▶ WORK TO BE COMPLETED
Render the items below as a numbered list, one line per entry, with blank lines omitted.

——

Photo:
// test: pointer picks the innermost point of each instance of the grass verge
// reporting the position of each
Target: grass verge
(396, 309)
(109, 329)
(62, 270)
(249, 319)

——

▶ EXERCISE RESULT
1. Photo:
2. // test: pointer picks the innermost point of each instance of the grass verge
3. // reporting the position of each
4. Target: grass verge
5. (396, 309)
6. (109, 329)
7. (62, 270)
8. (249, 319)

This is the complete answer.